What to work on: Turn everything from the start of the listing down through the line containing "M272 120L280 114L280" into a two-column CSV with the headers request and outline, one row per request. Put each request's text and its answer in their own quoted fields, with line breaks turned into spaces, and leave the pictures out.

Region outline listing:
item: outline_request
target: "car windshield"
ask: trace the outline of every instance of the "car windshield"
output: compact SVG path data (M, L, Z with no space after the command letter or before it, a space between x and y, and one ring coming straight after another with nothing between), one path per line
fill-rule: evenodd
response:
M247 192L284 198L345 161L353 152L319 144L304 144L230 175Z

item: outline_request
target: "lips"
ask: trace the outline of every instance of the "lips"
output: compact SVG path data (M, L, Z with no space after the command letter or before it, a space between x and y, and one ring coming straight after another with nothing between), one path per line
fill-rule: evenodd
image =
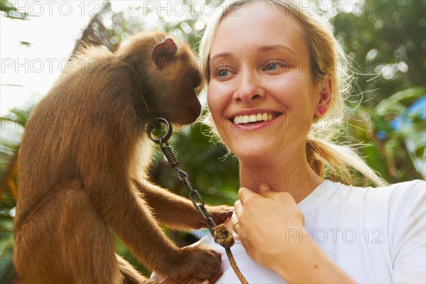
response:
M272 120L280 114L280 113L277 112L258 112L251 114L240 114L231 117L229 119L229 121L234 124L256 124Z

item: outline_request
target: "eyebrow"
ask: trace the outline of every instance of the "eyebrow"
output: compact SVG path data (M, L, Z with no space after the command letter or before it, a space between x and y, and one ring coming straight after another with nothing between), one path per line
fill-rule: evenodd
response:
M292 53L293 54L294 54L295 55L297 55L296 53L293 49L291 49L288 46L282 45L260 45L256 48L256 50L262 51L262 52L267 52L267 51L270 51L270 50L280 50L280 49L288 50L290 53ZM233 55L232 55L231 53L219 53L215 55L214 56L210 58L210 60L214 60L214 59L219 58L232 58L232 56Z
M232 53L220 53L217 54L216 55L213 56L212 58L210 58L210 60L214 60L215 58L231 58Z
M277 49L285 49L286 50L290 51L295 55L296 55L296 53L293 49L291 49L288 46L282 45L261 45L261 46L258 47L256 50L258 51L266 52L266 51L270 51L270 50L277 50Z

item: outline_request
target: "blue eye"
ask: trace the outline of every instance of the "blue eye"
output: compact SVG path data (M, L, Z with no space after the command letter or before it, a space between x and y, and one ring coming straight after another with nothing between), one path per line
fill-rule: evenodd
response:
M227 70L226 69L222 69L222 70L219 70L219 72L217 73L219 77L225 77L227 76L228 75L229 75L229 70Z
M267 71L275 70L275 69L278 69L277 63L269 63L266 68Z

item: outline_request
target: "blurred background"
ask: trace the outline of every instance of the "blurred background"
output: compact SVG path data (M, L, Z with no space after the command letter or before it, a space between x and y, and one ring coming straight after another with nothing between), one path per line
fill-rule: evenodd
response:
M0 0L0 280L12 279L13 219L18 195L16 152L36 102L65 72L66 61L85 43L114 50L138 31L160 30L189 43L201 36L223 1ZM297 3L298 1L293 1ZM339 139L364 146L367 163L390 182L426 177L426 1L312 1L300 9L330 18L335 36L353 58L358 75L346 102L350 116ZM200 100L205 104L205 93ZM195 189L211 204L233 204L238 165L197 122L170 143ZM187 188L158 151L153 180L187 196ZM196 234L164 229L179 246ZM115 238L117 251L149 275ZM28 260L31 261L31 260Z

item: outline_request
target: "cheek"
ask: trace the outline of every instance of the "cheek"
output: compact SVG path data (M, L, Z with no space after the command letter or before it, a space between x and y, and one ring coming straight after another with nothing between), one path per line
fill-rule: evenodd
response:
M224 90L217 88L214 84L209 84L207 87L207 104L214 119L222 118L224 109L228 104L226 96Z

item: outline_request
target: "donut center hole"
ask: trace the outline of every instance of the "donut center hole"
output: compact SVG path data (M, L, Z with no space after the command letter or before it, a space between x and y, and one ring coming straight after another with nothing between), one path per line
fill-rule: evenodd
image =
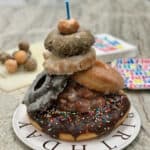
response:
M36 90L40 89L41 86L44 84L45 80L46 80L46 75L43 76L43 77L38 81L38 83L36 84L34 90L36 91Z

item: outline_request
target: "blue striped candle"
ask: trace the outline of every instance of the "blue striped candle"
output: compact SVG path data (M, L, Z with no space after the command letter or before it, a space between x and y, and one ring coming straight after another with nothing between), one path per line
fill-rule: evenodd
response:
M66 4L66 12L67 12L67 19L70 19L70 5L69 5L70 1L69 0L65 0L65 4Z

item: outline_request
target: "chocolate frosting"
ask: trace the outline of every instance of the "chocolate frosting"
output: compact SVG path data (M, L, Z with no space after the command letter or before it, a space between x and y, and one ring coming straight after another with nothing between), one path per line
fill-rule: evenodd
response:
M24 97L23 103L27 105L27 111L50 108L51 101L56 100L66 87L67 79L68 76L50 76L46 72L39 74Z
M130 108L127 96L122 93L104 95L90 90L87 94L81 92L80 96L76 95L75 101L81 101L90 92L91 97L85 98L83 103L90 99L92 101L94 98L100 98L100 103L89 105L84 109L81 109L81 106L79 109L75 107L75 102L73 102L74 109L72 110L61 106L62 97L70 104L68 95L74 95L72 91L80 91L81 88L82 90L87 90L78 83L69 81L65 90L57 95L57 101L49 101L52 107L46 107L46 109L42 110L37 109L36 111L29 111L28 109L30 118L37 122L43 131L53 138L59 138L60 133L68 133L78 137L80 134L87 132L94 132L101 136L112 131L116 123L124 117ZM64 97L64 95L67 95L67 97Z

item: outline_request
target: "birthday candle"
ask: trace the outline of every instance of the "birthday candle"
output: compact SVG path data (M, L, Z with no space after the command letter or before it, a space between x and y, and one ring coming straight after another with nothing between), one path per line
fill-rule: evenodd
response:
M65 0L65 4L66 4L66 13L67 13L67 19L70 19L70 6L69 6L69 0Z

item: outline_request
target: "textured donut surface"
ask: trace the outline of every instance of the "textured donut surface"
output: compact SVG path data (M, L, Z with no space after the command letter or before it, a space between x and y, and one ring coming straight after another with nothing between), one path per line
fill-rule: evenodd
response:
M90 49L86 54L60 58L47 51L44 57L44 68L50 75L64 75L92 67L96 60L96 53L94 49Z
M115 93L124 87L121 75L109 65L96 61L93 67L77 72L73 79L89 89L102 93Z
M44 45L54 55L67 57L87 53L94 42L94 36L87 30L81 29L69 35L62 35L58 30L53 30L47 36Z
M110 133L127 117L130 102L124 93L107 95L84 88L70 80L57 100L50 101L52 107L44 110L28 110L33 125L56 139L82 141ZM81 94L80 90L89 92ZM87 101L92 102L93 99L100 99L99 103L84 109L88 108L87 105L84 106ZM65 107L65 105L71 107L76 103L79 103L84 111L78 108L69 111Z

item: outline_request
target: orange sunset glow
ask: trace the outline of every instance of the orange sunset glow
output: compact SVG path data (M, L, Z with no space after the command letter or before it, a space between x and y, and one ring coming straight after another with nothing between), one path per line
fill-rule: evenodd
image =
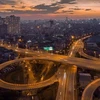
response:
M100 0L1 0L0 15L23 19L99 18Z

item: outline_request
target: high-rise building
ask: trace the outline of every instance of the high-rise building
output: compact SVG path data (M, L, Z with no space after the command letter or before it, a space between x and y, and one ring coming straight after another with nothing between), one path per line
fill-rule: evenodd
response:
M7 24L8 34L20 34L20 17L16 17L14 15L7 16L5 18L5 24Z
M4 18L1 18L0 17L0 25L2 25L2 24L4 24L4 20L3 20Z
M0 24L0 37L4 37L7 34L7 25Z

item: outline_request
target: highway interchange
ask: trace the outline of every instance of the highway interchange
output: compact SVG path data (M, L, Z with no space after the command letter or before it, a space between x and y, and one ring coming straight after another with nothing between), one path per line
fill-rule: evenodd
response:
M48 86L53 84L54 82L59 82L59 87L58 87L58 92L57 92L57 97L56 100L77 100L76 97L76 90L75 90L75 84L76 84L76 73L77 73L77 66L78 67L83 67L83 68L89 68L89 69L94 69L94 70L99 70L100 71L100 62L99 59L92 57L92 61L88 59L82 59L82 58L76 58L75 54L78 51L81 51L80 54L82 56L85 56L86 58L91 58L91 56L85 54L82 50L84 45L82 44L82 40L79 39L78 41L74 42L72 45L72 48L70 49L70 52L68 56L64 55L57 55L57 54L50 54L47 52L37 52L37 51L31 51L31 50L26 50L26 49L20 49L16 48L14 46L9 46L6 44L2 44L1 46L7 49L12 49L16 52L20 53L26 53L29 55L32 55L33 57L27 57L27 58L20 58L20 59L15 59L12 61L5 62L0 65L0 70L4 67L6 67L9 64L23 61L23 60L32 60L32 59L43 59L43 60L50 60L50 61L57 61L61 62L62 66L58 69L58 71L53 75L50 79L41 81L39 83L32 83L30 84L12 84L12 83L7 83L3 80L0 80L0 87L7 88L7 89L13 89L13 90L25 90L25 89L33 89L33 88L40 88L44 86ZM68 66L69 64L72 64L72 66ZM64 64L64 65L63 65ZM76 65L76 66L75 66ZM95 80L93 83L97 84L97 86L100 85L100 82L96 83L97 81ZM93 92L97 87L93 87L92 92L91 92L91 86L94 85L90 83L89 86L86 87L85 91L83 92L82 95L82 100L92 100L92 95ZM90 95L88 99L86 98L86 95Z

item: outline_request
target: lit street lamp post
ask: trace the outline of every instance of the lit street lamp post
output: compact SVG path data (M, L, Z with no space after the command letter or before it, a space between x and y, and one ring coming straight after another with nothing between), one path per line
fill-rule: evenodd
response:
M94 51L94 56L96 57L96 51Z

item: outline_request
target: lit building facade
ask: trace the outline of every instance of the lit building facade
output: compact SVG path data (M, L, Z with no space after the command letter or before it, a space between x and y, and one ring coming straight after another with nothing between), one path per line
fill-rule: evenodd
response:
M7 16L4 19L5 24L7 25L7 33L11 35L20 34L20 17L14 15Z

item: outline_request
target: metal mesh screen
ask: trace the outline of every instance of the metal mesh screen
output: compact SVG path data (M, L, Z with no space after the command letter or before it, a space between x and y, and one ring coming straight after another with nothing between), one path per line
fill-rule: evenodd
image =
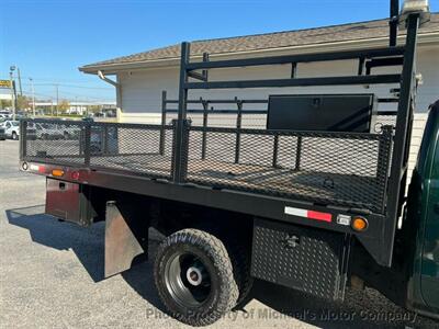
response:
M172 126L35 122L26 129L31 126L36 138L25 140L25 159L171 177Z
M391 133L189 132L188 181L383 211ZM238 136L238 137L237 137ZM239 143L237 143L237 139Z

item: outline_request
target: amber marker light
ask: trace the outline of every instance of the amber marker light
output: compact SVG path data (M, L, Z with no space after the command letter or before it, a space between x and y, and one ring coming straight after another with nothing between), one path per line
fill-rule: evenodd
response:
M354 217L351 227L356 231L364 231L368 228L368 220L363 217Z
M63 177L64 175L64 170L63 169L54 169L54 170L52 170L52 175L54 175L54 177Z

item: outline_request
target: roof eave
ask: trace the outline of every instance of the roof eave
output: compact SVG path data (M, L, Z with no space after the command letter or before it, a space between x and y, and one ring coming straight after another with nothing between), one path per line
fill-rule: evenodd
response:
M405 36L398 36L399 41L404 41ZM314 53L314 52L337 52L337 50L347 50L347 49L356 49L356 48L373 48L383 46L387 43L389 37L376 37L376 38L365 38L365 39L354 39L354 41L344 41L344 42L334 42L334 43L323 43L323 44L314 44L314 45L302 45L302 46L289 46L289 47L278 47L278 48L266 48L266 49L256 49L248 52L239 52L239 53L222 53L222 54L212 54L210 56L211 59L225 59L226 58L239 58L247 57L248 55L252 55L255 57L270 56L275 53L275 55L283 55L282 53L294 52L295 54L305 54L305 53ZM418 43L421 45L426 44L439 44L439 31L429 32L429 33L420 33ZM202 58L201 55L191 56L192 59ZM79 70L85 73L97 75L98 71L103 71L105 75L115 75L119 71L132 70L132 69L144 69L144 68L158 68L158 67L170 67L179 65L179 57L171 58L161 58L161 59L153 59L153 60L139 60L132 63L117 63L117 64L105 64L105 65L87 65L79 67Z

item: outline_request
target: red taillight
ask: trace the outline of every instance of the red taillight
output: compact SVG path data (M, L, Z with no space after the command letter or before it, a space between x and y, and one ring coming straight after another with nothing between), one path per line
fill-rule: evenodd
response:
M72 171L70 178L75 181L79 180L79 171Z

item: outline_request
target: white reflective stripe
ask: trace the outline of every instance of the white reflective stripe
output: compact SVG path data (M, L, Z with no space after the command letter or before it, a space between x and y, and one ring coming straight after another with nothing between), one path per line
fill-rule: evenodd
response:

Result for this exercise:
request,outline
"item: outline_request target: ""car windshield"" ask: trace the outline of every instance of the ""car windshield"" output: compact SVG path data (M, L, Z with no space after the command letter or before it, a space between x and y, and one ring coming straight after another with nothing between), one path per line fill-rule: evenodd response:","M247 192L284 198L345 161L353 152L319 144L304 144L230 175Z"
"item: outline_request target: ""lips"" ask: trace the outline of every instance of the ""lips"" output: compact SVG path data (M, L, Z with no space after the command letter or before it, a space between x and y, and one ring coming straight after another with nothing between), one path per line fill-rule: evenodd image = response:","M272 120L280 114L280 113L277 112L258 112L251 114L240 114L231 117L229 119L229 121L234 124L256 124Z"